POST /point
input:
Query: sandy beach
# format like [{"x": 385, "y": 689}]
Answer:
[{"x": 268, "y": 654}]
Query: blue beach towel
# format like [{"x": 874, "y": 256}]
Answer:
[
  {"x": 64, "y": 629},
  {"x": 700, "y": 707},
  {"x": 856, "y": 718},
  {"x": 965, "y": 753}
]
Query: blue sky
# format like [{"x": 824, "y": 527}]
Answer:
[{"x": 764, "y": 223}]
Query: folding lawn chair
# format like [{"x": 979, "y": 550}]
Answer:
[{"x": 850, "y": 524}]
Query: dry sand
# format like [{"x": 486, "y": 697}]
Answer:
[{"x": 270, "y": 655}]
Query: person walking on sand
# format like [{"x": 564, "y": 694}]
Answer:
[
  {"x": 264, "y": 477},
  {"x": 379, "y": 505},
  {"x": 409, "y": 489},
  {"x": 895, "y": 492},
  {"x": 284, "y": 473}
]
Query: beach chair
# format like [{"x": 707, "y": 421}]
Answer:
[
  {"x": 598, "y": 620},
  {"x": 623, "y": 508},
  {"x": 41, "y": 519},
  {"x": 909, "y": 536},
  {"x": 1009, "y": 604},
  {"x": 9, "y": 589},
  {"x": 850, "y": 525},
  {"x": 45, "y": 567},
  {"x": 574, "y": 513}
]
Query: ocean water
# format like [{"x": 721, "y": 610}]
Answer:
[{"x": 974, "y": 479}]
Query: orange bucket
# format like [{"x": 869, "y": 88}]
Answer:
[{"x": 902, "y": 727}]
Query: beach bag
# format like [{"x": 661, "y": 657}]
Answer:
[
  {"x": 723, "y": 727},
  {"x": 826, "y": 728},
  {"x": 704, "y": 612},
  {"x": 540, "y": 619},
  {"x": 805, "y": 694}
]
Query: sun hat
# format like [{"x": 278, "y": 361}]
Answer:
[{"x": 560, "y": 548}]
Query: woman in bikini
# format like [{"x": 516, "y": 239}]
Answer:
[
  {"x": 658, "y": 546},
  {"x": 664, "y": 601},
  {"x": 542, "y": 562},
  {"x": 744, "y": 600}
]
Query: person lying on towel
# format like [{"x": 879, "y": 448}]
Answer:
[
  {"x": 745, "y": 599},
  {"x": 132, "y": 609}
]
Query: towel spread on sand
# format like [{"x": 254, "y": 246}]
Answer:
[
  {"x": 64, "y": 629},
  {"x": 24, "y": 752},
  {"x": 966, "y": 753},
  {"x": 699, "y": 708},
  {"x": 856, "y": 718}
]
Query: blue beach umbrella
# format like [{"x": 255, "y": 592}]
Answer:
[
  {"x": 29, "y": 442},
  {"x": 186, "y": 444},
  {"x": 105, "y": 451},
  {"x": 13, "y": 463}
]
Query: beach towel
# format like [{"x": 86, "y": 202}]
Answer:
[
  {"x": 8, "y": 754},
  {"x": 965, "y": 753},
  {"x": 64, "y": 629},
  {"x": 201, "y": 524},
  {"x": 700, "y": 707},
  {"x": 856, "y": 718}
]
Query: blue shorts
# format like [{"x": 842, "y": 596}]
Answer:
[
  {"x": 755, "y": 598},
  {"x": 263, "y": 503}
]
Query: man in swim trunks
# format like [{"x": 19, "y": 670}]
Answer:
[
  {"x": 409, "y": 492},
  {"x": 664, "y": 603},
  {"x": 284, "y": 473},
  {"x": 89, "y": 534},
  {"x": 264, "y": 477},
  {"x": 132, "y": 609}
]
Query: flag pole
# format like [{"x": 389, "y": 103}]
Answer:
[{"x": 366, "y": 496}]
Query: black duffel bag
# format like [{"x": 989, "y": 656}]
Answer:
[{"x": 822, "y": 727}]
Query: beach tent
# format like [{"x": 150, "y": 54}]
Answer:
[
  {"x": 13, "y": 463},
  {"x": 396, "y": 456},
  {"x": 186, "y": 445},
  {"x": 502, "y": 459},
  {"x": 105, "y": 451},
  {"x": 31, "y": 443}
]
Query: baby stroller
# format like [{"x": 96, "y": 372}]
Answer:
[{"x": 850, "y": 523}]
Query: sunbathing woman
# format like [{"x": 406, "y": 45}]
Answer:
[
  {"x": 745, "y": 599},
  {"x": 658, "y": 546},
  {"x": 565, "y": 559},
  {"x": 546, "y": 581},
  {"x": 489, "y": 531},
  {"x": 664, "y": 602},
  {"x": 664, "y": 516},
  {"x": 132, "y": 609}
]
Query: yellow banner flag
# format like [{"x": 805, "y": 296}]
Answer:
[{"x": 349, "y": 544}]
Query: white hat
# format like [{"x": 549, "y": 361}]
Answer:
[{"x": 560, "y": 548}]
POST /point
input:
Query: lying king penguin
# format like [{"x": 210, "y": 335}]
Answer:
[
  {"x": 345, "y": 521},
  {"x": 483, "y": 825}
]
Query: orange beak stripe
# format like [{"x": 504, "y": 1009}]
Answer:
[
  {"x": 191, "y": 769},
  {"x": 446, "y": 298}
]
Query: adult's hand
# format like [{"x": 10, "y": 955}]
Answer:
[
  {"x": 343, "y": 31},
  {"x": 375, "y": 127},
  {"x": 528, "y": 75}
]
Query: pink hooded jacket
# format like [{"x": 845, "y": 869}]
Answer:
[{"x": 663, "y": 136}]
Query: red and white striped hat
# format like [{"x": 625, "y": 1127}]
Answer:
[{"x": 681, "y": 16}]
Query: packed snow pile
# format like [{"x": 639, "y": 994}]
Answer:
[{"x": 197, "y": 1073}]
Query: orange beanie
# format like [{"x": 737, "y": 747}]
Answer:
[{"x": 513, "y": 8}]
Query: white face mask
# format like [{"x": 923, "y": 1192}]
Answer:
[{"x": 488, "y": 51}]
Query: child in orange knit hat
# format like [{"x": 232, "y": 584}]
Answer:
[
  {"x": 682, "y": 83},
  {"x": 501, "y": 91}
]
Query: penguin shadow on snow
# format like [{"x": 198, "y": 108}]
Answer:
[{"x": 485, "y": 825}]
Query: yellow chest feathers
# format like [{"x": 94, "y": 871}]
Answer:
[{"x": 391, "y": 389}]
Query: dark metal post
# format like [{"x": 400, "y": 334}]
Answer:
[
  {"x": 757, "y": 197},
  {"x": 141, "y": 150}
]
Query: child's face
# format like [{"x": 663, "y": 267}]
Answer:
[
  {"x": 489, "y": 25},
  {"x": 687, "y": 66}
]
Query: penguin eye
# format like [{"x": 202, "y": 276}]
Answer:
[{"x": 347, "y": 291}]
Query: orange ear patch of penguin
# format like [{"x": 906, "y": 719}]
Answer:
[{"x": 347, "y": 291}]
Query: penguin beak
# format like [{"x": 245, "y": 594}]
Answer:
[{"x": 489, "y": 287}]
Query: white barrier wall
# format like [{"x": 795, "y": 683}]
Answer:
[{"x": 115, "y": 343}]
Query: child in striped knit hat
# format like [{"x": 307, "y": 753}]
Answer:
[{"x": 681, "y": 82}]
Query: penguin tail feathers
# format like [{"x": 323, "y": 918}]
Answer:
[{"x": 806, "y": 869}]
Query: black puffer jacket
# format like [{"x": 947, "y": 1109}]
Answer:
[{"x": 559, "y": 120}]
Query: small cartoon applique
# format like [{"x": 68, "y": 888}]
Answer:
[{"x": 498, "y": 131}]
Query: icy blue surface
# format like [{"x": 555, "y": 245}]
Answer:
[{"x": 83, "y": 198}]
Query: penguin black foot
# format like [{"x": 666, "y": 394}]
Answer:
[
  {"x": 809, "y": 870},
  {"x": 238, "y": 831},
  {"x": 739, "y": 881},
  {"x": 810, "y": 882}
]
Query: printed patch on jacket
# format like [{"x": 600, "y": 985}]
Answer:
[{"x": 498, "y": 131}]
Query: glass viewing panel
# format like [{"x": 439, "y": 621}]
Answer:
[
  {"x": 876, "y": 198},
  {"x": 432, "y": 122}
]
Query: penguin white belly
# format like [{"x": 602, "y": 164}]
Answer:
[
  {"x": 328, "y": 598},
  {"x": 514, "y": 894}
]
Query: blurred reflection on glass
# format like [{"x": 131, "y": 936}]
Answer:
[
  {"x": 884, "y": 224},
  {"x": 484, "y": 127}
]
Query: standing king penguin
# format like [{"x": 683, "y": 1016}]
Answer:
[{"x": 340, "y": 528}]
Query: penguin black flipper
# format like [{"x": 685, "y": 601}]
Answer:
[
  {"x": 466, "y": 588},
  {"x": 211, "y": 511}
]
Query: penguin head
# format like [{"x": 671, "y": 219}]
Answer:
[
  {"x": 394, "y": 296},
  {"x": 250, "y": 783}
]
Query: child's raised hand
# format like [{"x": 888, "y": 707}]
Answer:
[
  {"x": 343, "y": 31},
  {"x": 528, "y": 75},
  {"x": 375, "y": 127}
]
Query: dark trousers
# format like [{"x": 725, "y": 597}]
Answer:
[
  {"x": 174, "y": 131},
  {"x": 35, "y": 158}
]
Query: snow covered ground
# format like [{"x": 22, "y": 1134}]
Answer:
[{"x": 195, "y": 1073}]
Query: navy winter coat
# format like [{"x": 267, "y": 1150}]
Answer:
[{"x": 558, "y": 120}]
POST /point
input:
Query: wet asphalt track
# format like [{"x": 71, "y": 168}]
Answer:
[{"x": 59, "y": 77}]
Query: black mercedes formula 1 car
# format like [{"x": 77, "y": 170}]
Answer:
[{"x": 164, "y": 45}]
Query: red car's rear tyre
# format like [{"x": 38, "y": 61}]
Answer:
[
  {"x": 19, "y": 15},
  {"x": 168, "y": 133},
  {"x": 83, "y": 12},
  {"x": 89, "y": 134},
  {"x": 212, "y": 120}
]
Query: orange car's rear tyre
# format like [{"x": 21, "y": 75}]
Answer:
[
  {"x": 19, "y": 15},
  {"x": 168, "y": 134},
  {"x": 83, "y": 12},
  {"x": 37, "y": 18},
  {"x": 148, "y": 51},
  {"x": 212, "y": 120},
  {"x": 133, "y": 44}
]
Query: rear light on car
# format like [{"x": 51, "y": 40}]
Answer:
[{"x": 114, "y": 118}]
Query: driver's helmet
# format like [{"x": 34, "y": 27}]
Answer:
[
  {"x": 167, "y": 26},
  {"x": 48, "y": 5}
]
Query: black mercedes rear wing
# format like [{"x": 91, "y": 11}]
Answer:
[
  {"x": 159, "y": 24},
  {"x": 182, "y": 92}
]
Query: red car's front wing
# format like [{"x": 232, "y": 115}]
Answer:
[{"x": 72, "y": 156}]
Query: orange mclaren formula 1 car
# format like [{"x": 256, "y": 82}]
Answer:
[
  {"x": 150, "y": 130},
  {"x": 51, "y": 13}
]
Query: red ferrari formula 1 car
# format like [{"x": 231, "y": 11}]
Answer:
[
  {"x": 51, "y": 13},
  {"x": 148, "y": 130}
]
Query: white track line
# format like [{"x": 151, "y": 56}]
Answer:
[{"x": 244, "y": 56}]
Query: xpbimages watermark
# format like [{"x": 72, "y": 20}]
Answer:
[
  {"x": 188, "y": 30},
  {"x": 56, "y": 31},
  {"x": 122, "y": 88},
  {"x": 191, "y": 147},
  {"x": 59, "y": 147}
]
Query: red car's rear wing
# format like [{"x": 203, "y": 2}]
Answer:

#####

» EXERCISE GOAL:
Return a copy of every line in the records that includes the string "knit".

» EXERCISE RESPONSE:
Query: child in orange knit hat
Query: child in striped knit hat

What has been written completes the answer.